---------- TEXT PROVIDED ----------

All the cocktails had ingredients like Himalayan purple salt and Mezcal and Pernod absinthe. Timmy got drunk off about a sip of hers, and James said his tasted "like libraries". All the staff had class moustaches, and there was an amazing jazz girl group doing covers upstairs. There were gold-leaf & silk wall hangings and mirrored ceilings and a piano built into the bar!

teapots and flamingos in the ladies

Okay, enough obsessing over decor. Basically, go there if you're ever in the area, cuz it's cool. 

Also, now I really have the urge to float around in jewel-coloured silk 1940s dresses with an elaborate updo and a cigarette holder, drinking singapore slings and stabbing people in the back. Yeah thanks film noir.

Monday, December 26, 2011

Get behind me, Santa!

Obviously that terrible pun is nothing to do with me, blame Sufjan Stevens.

Hope y'all are having an ace Yuletide, I feel like I've been in a competitive eating competition for the past 12 years (or, y'know, a few days. Either way I'm sure my jeans don't fit anymore). Had a lovely Christmas eve with my mandem, drinking a lot of mulled wine and playing board games and wearing Santa hats. Yesterday was a goosetastic, cakey, roast potato laden extravaganza of sitting about watching Up/Morecambe & Wise/Dr Who/Ab Fab and endlessly eating. And today is round 3, just about to leave for what will undoubtedly be a GIANT lunch at the boy's house. Just prepping myself with a few chocolate coins. Getting my game face on.

Anyway, enough of my burgeoning gluttony.

Christmas highlights; Zara coat, R&B brogues, Gentlemen Prefer Blondes by Anita Loos, chocolate and flavoured vodka, Celine and Julie Go Boating, Alice in the Cities, Polaroid film, cocktail playing cards, Longchamp bag, a scarf and gloves
(I was also given the Shit London book, which is HILARIOUS;


New Russell & Bromleys, jizz
Can't wait to prance about in these bad boys. Perhaps they'll force my style towards tailoring and actually ironing my shirts and looking put together, rather than the homeless man/rich granny hybrid vibe I usually go with? Maybe not?

----------

### SHORT EXERCISE A
Answer these questions using the blog post:
(i) What did James say his cocktail tasted like?
(ii) What date is given above the "Get behind me, Santa!" entry?
(iii) Which book by Anita Loos appears among the Christmas highlights?
### SHORT EXERCISE B
Return everything in the blog post from "Hope y'all are having an" down to "game face on.", copied word for word.
### SHORT EXERCISE C
Write the next part of the blog post, picking up after its final line.

---------- RECORDS PROVIDED ----------

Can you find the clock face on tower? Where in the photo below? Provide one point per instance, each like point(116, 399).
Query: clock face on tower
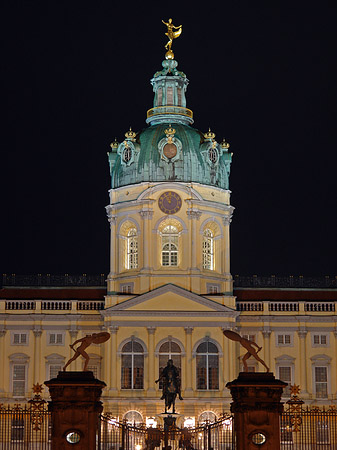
point(169, 202)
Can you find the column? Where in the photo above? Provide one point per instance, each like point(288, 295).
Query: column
point(112, 360)
point(151, 366)
point(73, 336)
point(303, 361)
point(2, 350)
point(266, 344)
point(188, 361)
point(37, 355)
point(227, 357)
point(113, 240)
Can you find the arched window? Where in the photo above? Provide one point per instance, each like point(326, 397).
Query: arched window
point(133, 418)
point(208, 250)
point(207, 362)
point(132, 365)
point(207, 417)
point(169, 254)
point(169, 350)
point(132, 249)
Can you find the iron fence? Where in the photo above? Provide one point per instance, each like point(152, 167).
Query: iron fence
point(209, 436)
point(27, 427)
point(308, 428)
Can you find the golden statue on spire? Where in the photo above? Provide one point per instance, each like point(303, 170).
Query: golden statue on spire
point(171, 34)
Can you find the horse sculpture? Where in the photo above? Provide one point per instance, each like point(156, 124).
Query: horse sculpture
point(171, 385)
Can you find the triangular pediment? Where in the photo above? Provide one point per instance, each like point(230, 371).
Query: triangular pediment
point(170, 298)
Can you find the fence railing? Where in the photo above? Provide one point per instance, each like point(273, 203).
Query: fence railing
point(208, 436)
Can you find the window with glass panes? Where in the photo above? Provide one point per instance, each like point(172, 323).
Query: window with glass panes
point(132, 365)
point(285, 375)
point(169, 240)
point(169, 350)
point(19, 380)
point(208, 250)
point(132, 249)
point(321, 382)
point(207, 363)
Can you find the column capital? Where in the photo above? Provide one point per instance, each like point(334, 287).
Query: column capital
point(188, 330)
point(113, 329)
point(146, 213)
point(151, 330)
point(226, 220)
point(193, 214)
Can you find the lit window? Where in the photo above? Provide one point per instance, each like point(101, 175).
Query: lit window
point(133, 418)
point(250, 337)
point(207, 362)
point(320, 339)
point(54, 370)
point(132, 365)
point(19, 338)
point(55, 338)
point(285, 375)
point(170, 246)
point(169, 350)
point(321, 382)
point(132, 249)
point(283, 339)
point(18, 428)
point(207, 417)
point(208, 250)
point(19, 380)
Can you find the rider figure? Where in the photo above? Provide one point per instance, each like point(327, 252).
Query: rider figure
point(170, 375)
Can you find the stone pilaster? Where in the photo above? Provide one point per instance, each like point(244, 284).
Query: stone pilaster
point(188, 361)
point(151, 366)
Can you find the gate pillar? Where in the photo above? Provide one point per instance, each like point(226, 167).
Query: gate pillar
point(75, 408)
point(256, 407)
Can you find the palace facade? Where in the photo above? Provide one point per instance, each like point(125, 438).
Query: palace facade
point(169, 293)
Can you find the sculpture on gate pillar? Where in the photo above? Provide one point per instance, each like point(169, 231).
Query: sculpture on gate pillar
point(171, 385)
point(248, 345)
point(95, 338)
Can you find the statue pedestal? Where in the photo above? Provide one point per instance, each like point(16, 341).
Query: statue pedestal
point(75, 406)
point(257, 407)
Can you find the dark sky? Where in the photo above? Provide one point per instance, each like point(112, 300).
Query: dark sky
point(77, 75)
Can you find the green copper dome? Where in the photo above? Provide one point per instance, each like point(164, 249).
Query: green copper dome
point(170, 149)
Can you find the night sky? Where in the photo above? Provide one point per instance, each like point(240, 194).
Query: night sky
point(77, 75)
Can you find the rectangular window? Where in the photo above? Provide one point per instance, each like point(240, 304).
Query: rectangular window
point(169, 96)
point(321, 382)
point(126, 288)
point(213, 288)
point(20, 338)
point(320, 339)
point(250, 337)
point(17, 428)
point(55, 338)
point(54, 370)
point(322, 432)
point(284, 339)
point(285, 375)
point(19, 380)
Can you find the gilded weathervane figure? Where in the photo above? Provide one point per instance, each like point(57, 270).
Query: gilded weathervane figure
point(171, 34)
point(249, 346)
point(95, 338)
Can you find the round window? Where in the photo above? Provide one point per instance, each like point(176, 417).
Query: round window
point(127, 154)
point(213, 155)
point(258, 438)
point(73, 437)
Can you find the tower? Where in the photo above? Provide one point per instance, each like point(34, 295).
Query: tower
point(169, 205)
point(169, 287)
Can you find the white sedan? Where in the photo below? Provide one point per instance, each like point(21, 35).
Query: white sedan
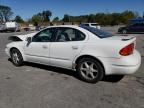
point(91, 52)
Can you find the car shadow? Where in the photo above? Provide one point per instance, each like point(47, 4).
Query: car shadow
point(110, 78)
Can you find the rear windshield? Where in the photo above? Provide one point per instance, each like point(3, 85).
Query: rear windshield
point(98, 32)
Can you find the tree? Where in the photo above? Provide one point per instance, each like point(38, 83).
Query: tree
point(5, 13)
point(66, 18)
point(56, 19)
point(91, 18)
point(43, 16)
point(18, 19)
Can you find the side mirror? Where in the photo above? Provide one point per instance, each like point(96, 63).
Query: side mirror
point(29, 39)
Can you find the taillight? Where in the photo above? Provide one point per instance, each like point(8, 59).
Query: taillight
point(128, 50)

----------

### REPLY A
(i) Like libraries.
(ii) Monday, December 26, 2011.
(iii) Gentlemen Prefer Blondes.

### REPLY B
Hope y'all are having an ace Yuletide, I feel like I've been in a competitive eating competition for the past 12 years (or, y'know, a few days. Either way I'm sure my jeans don't fit anymore). Had a lovely Christmas eve with my mandem, drinking a lot of mulled wine and playing board games and wearing Santa hats. Yesterday was a goosetastic, cakey, roast potato laden extravaganza of sitting about watching Up/Morecambe & Wise/Dr Who/Ab Fab and endlessly eating. And today is round 3, just about to leave for what will undoubtedly be a GIANT lunch at the boy's house. Just prepping myself with a few chocolate coins. Getting my game face on.

### REPLY C
I've just realised what a sneakily Jesus-y song this is


Thursday, December 22, 2011

quick question

Is there a human being alive with more swag than Swinton?

Wednesday, December 21, 2011

you scumbag, you maggot

my oddball family's oddball attempt at festive cheer

Okay, I'm usually NOT a Christmas lover whatsoever. BUT I AM SO OVEREXCITED RIGHT NOW! Having my first couple of hours alone since coming home, and am spending it getting totes jacked up on Christmas songs for weirdos before going to see my amazing friends Jon and Lo play an open-mic later (their cover of This Old Heart Of Mine is ACE) and drinking lots of hot cider.

Also this is my new fave xmas song evarrrr.

"Jonny's in the kitchen cooking mistletoe, He says he's making a mistletoe pie, And I'm making a fuss, cause mistletoe's poisonous, What the hell, I don't care, they can die!"


Sunday, December 18, 2011

i lied about being the outdoor type

I am so excited to be going home to London tomorrow! Still have all of my packing to do, plus some fairly severe logistical issues regarding how I'm going to manage to transport a rather substantially-sized piece of taxidermy on a packed train of drunks/Scots, but I'm sure that'll all just work itself out in the morning. Super excited for Chesterfield armchair pub hot toddies and mulled wine, yessssss.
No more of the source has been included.